→ TASK TO CARRY OUT
Reproduce the entries. Match every word.
"""
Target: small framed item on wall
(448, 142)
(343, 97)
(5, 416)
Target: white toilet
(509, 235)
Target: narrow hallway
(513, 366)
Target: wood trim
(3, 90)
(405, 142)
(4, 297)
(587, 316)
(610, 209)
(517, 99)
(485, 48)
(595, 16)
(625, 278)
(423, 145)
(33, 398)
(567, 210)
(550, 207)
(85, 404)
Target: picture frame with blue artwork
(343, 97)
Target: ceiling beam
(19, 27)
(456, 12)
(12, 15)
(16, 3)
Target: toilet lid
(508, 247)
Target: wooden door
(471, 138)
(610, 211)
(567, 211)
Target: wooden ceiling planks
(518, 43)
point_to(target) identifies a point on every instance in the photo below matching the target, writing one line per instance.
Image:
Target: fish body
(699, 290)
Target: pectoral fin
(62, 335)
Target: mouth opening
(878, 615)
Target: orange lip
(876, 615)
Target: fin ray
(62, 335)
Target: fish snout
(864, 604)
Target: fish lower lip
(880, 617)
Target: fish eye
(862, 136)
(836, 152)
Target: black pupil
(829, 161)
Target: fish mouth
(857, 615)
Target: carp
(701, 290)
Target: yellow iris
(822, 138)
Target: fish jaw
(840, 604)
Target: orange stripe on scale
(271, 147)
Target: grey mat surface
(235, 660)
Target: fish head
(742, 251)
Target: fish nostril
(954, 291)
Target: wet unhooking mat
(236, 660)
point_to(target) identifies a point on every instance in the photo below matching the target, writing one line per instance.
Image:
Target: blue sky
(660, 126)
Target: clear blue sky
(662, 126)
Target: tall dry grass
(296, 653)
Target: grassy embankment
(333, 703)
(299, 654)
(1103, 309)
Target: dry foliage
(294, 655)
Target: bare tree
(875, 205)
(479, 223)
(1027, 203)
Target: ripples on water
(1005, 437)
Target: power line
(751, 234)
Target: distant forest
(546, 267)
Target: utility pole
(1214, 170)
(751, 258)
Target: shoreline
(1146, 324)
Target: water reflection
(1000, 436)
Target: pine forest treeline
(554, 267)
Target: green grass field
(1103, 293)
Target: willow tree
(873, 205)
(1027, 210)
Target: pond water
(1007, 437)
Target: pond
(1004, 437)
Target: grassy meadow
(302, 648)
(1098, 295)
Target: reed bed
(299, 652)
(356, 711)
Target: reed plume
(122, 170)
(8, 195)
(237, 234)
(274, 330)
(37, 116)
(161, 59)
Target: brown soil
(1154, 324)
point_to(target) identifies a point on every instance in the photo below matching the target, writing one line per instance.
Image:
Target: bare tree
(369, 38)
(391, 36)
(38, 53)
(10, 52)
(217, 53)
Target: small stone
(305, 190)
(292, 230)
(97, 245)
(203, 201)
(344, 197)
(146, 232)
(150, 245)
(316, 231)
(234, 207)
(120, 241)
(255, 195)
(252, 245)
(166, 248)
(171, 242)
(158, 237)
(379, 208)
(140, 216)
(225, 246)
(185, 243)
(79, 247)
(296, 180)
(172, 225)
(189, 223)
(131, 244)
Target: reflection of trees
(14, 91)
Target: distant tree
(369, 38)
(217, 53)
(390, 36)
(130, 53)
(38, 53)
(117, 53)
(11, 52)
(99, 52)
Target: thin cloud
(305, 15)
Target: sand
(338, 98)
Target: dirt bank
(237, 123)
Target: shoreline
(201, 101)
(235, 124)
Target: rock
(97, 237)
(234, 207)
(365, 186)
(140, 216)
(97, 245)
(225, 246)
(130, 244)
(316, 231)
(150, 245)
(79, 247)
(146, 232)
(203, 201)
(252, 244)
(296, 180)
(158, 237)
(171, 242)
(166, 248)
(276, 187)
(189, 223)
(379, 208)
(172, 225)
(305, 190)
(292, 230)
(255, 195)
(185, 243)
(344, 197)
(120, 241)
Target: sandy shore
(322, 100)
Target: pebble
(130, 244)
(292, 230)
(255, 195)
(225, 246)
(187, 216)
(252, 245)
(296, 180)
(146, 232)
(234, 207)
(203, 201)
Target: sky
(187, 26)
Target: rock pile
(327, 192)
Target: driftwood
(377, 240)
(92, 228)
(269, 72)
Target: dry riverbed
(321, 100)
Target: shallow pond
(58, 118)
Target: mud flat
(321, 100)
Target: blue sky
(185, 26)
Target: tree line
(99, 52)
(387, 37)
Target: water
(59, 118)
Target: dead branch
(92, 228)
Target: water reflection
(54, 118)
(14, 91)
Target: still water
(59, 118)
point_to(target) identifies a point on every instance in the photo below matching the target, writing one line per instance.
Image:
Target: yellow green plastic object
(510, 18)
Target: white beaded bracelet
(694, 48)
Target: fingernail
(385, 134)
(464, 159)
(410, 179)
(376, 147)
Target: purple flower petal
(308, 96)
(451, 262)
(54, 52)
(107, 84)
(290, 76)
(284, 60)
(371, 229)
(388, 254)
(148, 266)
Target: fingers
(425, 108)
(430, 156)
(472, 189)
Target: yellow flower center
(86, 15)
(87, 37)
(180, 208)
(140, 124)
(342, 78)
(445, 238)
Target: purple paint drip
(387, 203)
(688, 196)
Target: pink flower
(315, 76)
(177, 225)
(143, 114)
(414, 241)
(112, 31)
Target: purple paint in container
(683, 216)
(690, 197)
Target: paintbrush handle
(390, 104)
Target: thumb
"""
→ EXPECTED ANSWER
Target: small framed item on wall
(448, 142)
(343, 97)
(5, 416)
Target: white toilet
(509, 235)
Target: narrow hallway
(513, 366)
Target: wood trim
(3, 90)
(405, 142)
(4, 297)
(587, 316)
(610, 209)
(517, 99)
(485, 48)
(595, 16)
(625, 278)
(423, 145)
(33, 398)
(567, 210)
(550, 207)
(85, 404)
Target: picture frame with blue artwork
(343, 97)
Target: ceiling beam
(19, 27)
(456, 12)
(12, 15)
(16, 3)
Target: toilet lid
(508, 247)
Target: wooden door
(471, 138)
(610, 211)
(567, 211)
Target: wooden ceiling planks
(518, 43)
point_to(target) identifies a point on every instance in the photo below matching the target, writing one line per instance.
Image:
Target: fish body
(699, 290)
Target: pectoral fin
(62, 335)
Target: mouth opening
(878, 615)
Target: orange lip
(876, 615)
Target: fin ray
(62, 335)
Target: fish snout
(864, 604)
Target: fish lower lip
(880, 617)
Target: fish eye
(862, 136)
(836, 152)
Target: black pupil
(829, 161)
Target: fish mouth
(857, 615)
Target: carp
(701, 290)
Target: yellow iris
(822, 138)
Target: fish jaw
(840, 604)
Target: orange stripe on scale
(271, 147)
Target: grey mat surface
(235, 660)
Target: fish head
(742, 251)
Target: fish nostril
(954, 291)
Target: wet unhooking mat
(236, 660)
point_to(target) identifies a point on every instance in the photo below matching the target, writing one line per instance.
Image:
Target: blue sky
(660, 126)
Target: clear blue sky
(662, 126)
Target: tall dry grass
(296, 653)
Target: grassy embankment
(333, 703)
(299, 654)
(1103, 309)
Target: dry foliage
(294, 655)
Target: bare tree
(875, 205)
(479, 223)
(1027, 203)
Target: ripples on water
(1005, 437)
Target: power line
(751, 234)
Target: distant forest
(546, 267)
Target: utility pole
(1214, 170)
(751, 258)
Target: shoreline
(1146, 324)
Target: water reflection
(1000, 436)
Target: pine forest treeline
(554, 267)
Target: green grass field
(1103, 293)
Target: willow tree
(873, 205)
(1027, 210)
Target: pond water
(1007, 437)
Target: pond
(1004, 437)
Target: grassy meadow
(302, 648)
(1098, 295)
Target: reed bed
(299, 652)
(356, 711)
Target: reed plume
(122, 170)
(8, 195)
(237, 234)
(274, 330)
(37, 116)
(161, 59)
Target: brown soil
(1154, 324)
point_to(target) identifies a point on every instance in the photo below matching the target, writing one line per instance.
Image:
Target: bare tree
(369, 38)
(391, 36)
(38, 53)
(10, 52)
(217, 53)
Target: small stone
(305, 190)
(292, 230)
(97, 245)
(203, 201)
(344, 197)
(146, 232)
(150, 245)
(316, 231)
(234, 207)
(120, 241)
(255, 195)
(252, 245)
(166, 248)
(171, 242)
(158, 237)
(379, 208)
(140, 216)
(225, 246)
(185, 243)
(79, 247)
(296, 180)
(172, 225)
(189, 223)
(131, 244)
Target: reflection of trees
(14, 91)
Target: distant tree
(369, 38)
(217, 53)
(390, 36)
(130, 53)
(38, 53)
(117, 53)
(11, 52)
(99, 52)
Target: thin cloud
(305, 15)
Target: sand
(338, 98)
Target: dirt bank
(237, 123)
Target: shoreline
(201, 101)
(235, 124)
Target: rock
(97, 237)
(234, 207)
(365, 186)
(140, 216)
(97, 245)
(225, 246)
(130, 244)
(316, 231)
(150, 245)
(79, 247)
(146, 232)
(203, 201)
(252, 244)
(296, 180)
(158, 237)
(171, 242)
(166, 248)
(276, 187)
(189, 223)
(379, 208)
(172, 225)
(305, 190)
(292, 230)
(255, 195)
(185, 243)
(344, 197)
(120, 241)
Target: sandy shore
(322, 100)
Target: pebble
(130, 244)
(292, 230)
(255, 195)
(225, 246)
(187, 216)
(252, 245)
(296, 180)
(146, 232)
(234, 207)
(203, 201)
Target: sky
(187, 26)
Target: rock pile
(327, 192)
Target: driftwood
(377, 240)
(92, 228)
(269, 72)
Target: dry riverbed
(321, 100)
Target: shallow pond
(58, 118)
Target: mud flat
(321, 100)
Target: blue sky
(185, 26)
Target: tree line
(99, 52)
(387, 37)
Target: water
(59, 118)
Target: dead branch
(92, 228)
Target: water reflection
(54, 118)
(14, 91)
Target: still water
(59, 118)
point_to(target) identifies a point on every instance in the photo below matching the target, writing one line per instance.
Image:
Target: yellow green plastic object
(510, 18)
Target: white beaded bracelet
(694, 48)
Target: fingernail
(385, 134)
(464, 159)
(410, 179)
(376, 147)
Target: purple flower petal
(308, 96)
(451, 262)
(54, 52)
(107, 84)
(290, 76)
(284, 60)
(371, 229)
(388, 254)
(148, 266)
Target: fingers
(425, 108)
(430, 156)
(472, 189)
Target: yellow flower center
(86, 15)
(87, 37)
(180, 208)
(140, 124)
(342, 78)
(445, 238)
Target: purple paint drip
(387, 203)
(688, 196)
Target: pink flower
(315, 76)
(177, 225)
(143, 114)
(414, 241)
(112, 31)
Target: purple paint in container
(683, 216)
(690, 197)
Target: paintbrush handle
(390, 104)
Target: thumb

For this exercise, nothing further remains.